# Ayuda con Video Portero y cerradura electromagnética.



## sticku1 (Feb 25, 2014)

Buenas noches, tengo una cerradura electromagnética que es activada por un modulo electrónico el cual tiene un botón pulsador para para abrir la puerta. Necesito conectar los dos cables que salen desde un video portero a las entradas del pulsador en el modulo de la cerradura, el problema es que al pulsar el botón en el video portero, éste envía 10 voltios y en poco tiempo se daña el modulo de la cerradura.

Agradezco su ayuda y pronta respuesta. ...


----------



## solaris8 (Feb 25, 2014)

> el problema es que al pulsar el botón en el video portero, éste envía 10 voltios y en poco tiempo se daña el modulo de la cerradura.


con cuantos voltios trabaja?, no son 10 voltios? de que marca y modelo es el video portero??


----------



## sticku1 (Feb 26, 2014)

El modulo de la cerradura se activa con un botón pulsador mecánico. El vídeo portero es marca DAIKU y lo que hice fue medir el voltaje en los cables que activan la puerta y marca 10V cuando se oprime el botón del vídeo portero.

Cabe aclarar que el vídeo portero no venia con el modulo de la cerradura electromagnética, fueron comprados por aparte.


----------



## DOSMETROS (Feb 26, 2014)

Hasta dónde yo se, esas cerraduras funcionan con 12 Vac y 17 Vac también , total es un segundo.

Tu miedo es a que se queme la cerradura, o que se queme el portero por excesivo consumo ?


----------



## sticku1 (Feb 26, 2014)

El monitor del vídeo portero se conecta a la cámara exterior, de la camara salen 2 cables que según el manual sirven para abrir la puerta y en efecto así es pero el problema es que la cerradura electromagnética es activada por un modulo electrónico donde se conecta un botón pulsador y a esa misma entrada conecte los cables para abrir q*ue* salen del video portero. El resultado fue que se quemo el pic del modulo electrónico de la cerradura y tuve que reemplazarlo.


----------



## jamesoro (Mar 27, 2014)

pues men yo he puesto varios citofonos para abrir puertas y siempre me llegan es con salida de relee, depronto es que lo tiene no es salida relee sino salida voltaje, si es asi pues coloca un relee en la salida del videoportero y a un contacto abierto del mismo la cerradura


----------



## jmth (Mar 27, 2014)

Le estás metiendo 10 voltios al PIC directamente? Supongo que tendrás que poner una resistencia limitadora.


----------

> **Registros extraídos**:
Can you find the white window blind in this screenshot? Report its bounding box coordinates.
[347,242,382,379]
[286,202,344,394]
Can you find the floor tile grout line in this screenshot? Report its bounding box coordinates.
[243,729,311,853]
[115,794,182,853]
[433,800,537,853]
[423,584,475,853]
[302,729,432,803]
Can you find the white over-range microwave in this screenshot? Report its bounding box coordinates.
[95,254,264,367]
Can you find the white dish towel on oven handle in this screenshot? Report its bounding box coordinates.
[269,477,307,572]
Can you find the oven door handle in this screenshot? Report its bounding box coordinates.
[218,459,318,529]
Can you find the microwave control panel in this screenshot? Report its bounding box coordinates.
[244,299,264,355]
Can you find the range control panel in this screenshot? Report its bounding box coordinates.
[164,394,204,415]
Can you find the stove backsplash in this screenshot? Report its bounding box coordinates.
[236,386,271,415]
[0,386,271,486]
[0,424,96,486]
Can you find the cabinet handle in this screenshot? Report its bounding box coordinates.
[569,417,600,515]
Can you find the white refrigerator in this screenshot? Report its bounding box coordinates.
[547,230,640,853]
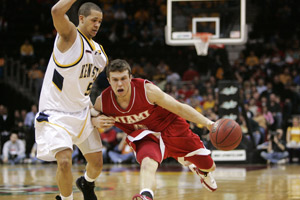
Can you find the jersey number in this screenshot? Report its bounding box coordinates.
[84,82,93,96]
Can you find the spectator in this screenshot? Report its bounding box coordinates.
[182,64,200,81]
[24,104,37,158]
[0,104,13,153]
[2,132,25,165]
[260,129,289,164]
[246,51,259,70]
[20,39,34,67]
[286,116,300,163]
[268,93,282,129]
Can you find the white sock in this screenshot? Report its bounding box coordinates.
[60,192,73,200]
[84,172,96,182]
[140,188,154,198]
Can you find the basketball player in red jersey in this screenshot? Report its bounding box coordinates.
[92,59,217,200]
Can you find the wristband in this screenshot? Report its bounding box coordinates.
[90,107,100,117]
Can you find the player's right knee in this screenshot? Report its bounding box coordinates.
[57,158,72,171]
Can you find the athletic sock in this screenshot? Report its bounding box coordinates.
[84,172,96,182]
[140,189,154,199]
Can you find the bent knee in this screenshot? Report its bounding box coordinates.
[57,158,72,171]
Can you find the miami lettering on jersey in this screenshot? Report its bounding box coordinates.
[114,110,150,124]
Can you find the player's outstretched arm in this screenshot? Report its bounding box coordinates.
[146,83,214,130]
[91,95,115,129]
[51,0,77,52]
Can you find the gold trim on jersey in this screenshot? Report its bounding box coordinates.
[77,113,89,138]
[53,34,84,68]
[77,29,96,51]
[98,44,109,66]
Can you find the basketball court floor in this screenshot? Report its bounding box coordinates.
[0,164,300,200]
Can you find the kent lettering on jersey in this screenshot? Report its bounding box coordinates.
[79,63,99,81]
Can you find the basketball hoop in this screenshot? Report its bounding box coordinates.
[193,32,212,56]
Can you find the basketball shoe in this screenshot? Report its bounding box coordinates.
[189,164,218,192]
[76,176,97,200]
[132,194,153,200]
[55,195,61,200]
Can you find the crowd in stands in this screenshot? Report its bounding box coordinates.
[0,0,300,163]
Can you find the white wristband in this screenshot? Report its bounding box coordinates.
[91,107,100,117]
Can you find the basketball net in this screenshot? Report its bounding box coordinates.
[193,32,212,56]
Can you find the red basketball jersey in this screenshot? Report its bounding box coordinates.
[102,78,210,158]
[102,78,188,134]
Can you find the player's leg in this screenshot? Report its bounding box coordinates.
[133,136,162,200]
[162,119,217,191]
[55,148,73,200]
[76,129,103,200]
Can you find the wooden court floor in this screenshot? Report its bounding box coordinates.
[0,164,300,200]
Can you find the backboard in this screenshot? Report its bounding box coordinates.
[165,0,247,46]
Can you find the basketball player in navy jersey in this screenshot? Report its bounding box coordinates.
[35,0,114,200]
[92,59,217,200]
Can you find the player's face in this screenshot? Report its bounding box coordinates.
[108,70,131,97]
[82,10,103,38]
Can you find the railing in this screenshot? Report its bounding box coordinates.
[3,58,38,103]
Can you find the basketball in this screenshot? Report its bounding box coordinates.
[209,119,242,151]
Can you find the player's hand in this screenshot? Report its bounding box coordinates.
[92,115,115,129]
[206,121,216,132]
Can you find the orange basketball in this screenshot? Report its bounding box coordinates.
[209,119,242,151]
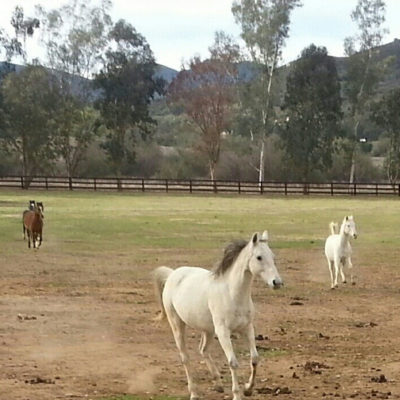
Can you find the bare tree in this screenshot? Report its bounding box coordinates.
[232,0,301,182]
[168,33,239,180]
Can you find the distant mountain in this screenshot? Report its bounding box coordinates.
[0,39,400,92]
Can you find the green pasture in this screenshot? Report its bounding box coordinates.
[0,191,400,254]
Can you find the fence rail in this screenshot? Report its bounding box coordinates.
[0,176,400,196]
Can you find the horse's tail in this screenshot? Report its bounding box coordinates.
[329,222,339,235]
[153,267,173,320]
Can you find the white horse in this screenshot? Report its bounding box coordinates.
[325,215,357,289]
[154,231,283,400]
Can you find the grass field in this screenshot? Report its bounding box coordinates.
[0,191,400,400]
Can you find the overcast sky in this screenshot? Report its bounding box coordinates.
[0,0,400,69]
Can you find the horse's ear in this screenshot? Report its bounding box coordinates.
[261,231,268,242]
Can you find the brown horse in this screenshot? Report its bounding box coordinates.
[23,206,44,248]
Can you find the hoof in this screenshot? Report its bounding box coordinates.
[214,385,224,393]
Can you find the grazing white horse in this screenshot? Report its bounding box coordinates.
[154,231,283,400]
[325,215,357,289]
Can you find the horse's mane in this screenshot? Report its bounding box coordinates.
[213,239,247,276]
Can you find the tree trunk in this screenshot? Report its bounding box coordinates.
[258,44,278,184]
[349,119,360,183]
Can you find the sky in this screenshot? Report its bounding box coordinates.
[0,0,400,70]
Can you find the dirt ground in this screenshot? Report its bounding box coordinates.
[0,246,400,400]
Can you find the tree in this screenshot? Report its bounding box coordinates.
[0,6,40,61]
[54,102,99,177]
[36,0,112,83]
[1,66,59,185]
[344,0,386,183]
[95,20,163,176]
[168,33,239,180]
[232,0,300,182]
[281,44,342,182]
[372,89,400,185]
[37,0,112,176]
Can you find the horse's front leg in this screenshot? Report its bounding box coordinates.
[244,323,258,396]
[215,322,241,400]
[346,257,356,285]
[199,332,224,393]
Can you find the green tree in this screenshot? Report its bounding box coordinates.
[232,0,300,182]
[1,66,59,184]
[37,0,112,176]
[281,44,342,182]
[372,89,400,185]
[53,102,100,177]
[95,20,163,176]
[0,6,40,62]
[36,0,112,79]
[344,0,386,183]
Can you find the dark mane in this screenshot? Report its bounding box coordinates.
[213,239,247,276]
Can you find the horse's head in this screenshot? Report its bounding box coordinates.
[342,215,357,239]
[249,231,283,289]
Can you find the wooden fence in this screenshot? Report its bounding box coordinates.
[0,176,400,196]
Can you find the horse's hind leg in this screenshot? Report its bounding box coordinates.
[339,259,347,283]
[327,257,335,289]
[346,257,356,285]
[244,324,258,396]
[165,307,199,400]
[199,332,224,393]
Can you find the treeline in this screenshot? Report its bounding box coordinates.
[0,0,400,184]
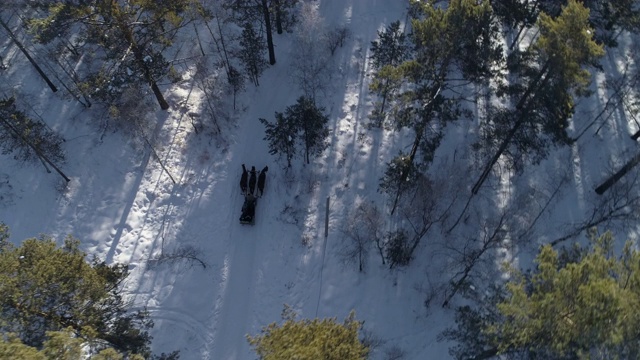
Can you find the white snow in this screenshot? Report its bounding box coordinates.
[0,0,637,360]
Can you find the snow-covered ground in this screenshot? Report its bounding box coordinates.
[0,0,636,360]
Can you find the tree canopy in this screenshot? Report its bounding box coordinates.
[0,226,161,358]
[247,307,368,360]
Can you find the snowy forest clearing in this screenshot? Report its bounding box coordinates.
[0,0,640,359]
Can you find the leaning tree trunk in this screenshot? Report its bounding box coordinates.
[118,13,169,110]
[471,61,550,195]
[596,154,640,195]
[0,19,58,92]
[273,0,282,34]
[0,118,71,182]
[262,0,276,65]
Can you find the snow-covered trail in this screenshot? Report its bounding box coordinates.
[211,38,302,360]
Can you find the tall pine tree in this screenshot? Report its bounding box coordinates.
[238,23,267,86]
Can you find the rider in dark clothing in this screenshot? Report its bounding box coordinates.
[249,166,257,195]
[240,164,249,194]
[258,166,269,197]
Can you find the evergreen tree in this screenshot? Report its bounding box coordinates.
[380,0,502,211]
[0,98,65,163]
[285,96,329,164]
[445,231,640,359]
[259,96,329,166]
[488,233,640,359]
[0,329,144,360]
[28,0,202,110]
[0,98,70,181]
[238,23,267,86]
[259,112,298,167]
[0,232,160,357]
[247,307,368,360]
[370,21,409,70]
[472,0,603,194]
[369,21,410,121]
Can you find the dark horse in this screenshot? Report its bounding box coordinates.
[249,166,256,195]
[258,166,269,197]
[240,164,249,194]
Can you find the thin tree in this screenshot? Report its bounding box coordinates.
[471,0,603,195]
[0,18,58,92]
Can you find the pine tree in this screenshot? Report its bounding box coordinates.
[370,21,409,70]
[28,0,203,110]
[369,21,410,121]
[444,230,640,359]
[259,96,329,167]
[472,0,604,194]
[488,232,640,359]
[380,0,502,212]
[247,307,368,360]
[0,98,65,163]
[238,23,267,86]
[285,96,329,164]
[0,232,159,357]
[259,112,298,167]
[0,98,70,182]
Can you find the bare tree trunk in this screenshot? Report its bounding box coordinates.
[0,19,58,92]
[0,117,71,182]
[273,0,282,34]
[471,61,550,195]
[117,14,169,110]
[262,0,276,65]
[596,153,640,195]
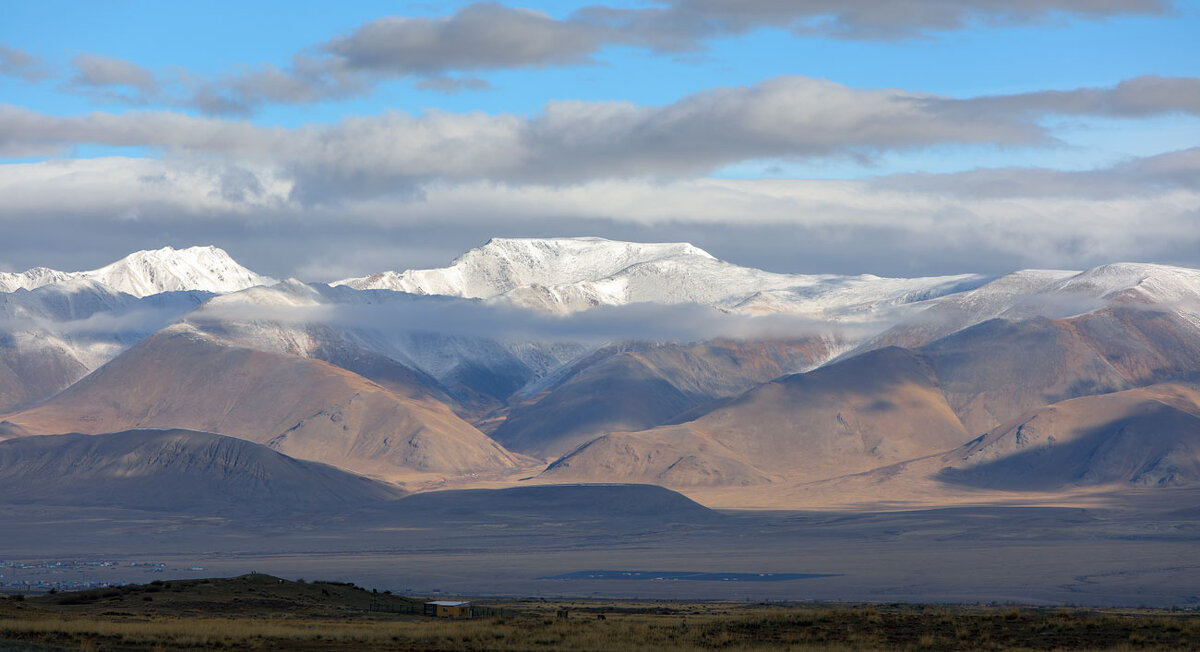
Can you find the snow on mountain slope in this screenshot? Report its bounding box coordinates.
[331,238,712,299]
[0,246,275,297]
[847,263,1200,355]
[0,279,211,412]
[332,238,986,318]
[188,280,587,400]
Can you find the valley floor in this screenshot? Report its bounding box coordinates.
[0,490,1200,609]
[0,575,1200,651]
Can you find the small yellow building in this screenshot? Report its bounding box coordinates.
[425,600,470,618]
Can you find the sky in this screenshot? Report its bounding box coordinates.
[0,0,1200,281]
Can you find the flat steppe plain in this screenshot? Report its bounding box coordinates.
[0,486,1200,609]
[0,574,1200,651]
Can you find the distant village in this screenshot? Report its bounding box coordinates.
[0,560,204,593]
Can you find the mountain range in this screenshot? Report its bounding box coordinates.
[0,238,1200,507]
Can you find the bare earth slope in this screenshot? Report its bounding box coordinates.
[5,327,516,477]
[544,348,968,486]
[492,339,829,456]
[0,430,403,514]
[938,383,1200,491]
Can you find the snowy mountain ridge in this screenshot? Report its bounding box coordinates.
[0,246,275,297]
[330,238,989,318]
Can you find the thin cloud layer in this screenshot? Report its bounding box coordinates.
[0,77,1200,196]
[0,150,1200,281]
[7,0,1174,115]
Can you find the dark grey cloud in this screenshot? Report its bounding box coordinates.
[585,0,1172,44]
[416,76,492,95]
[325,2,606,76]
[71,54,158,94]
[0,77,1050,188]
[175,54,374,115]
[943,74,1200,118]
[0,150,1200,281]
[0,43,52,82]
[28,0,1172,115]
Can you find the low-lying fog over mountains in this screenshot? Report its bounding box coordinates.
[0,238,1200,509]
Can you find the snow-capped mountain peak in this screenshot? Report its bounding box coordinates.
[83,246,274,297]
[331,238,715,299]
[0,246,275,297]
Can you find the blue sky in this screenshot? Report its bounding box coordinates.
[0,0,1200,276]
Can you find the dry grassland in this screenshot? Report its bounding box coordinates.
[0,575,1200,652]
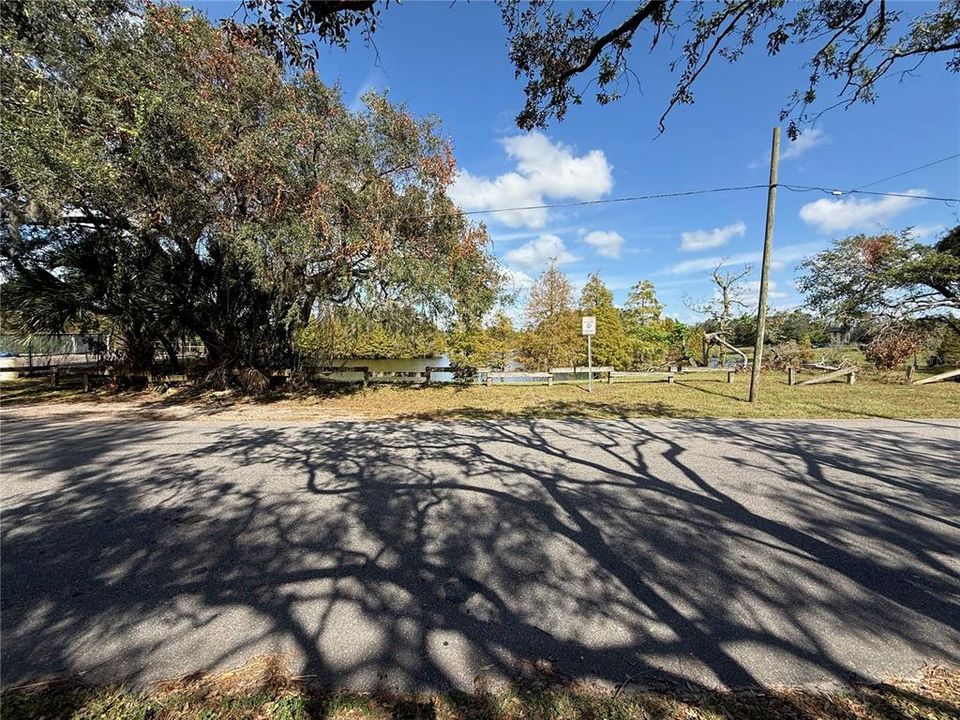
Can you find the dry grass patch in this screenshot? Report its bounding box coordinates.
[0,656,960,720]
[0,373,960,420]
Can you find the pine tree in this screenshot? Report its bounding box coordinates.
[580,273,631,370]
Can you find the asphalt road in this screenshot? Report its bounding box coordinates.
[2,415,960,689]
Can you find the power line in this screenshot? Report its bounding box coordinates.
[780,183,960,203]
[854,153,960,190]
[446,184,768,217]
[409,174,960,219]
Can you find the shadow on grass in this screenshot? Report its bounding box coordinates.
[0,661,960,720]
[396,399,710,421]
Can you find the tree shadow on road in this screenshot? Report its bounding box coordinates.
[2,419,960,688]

> **Lista de tareas**:
[A] En el hilo sobre el videoportero y la cerradura electromagnética, ¿qué marca tiene el videoportero?
[B] Devuelve sin cambios el tramo del hilo sobre el videoportero y la cerradura electromagnética que va desde "pues men yo" hasta "una resistencia limitadora.".

> **Respuestas**:
[A] El videoportero es de la marca DAIKU.

[B]
pues men yo he puesto varios citofonos para abrir puertas y siempre me llegan es con salida de relee, depronto es que lo tiene no es salida relee sino salida voltaje, si es asi pues coloca un relee en la salida del videoportero y a un contacto abierto del mismo la cerradura


----------



## jmth (Mar 27, 2014)

Le estás metiendo 10 voltios al PIC directamente? Supongo que tendrás que poner una resistencia limitadora.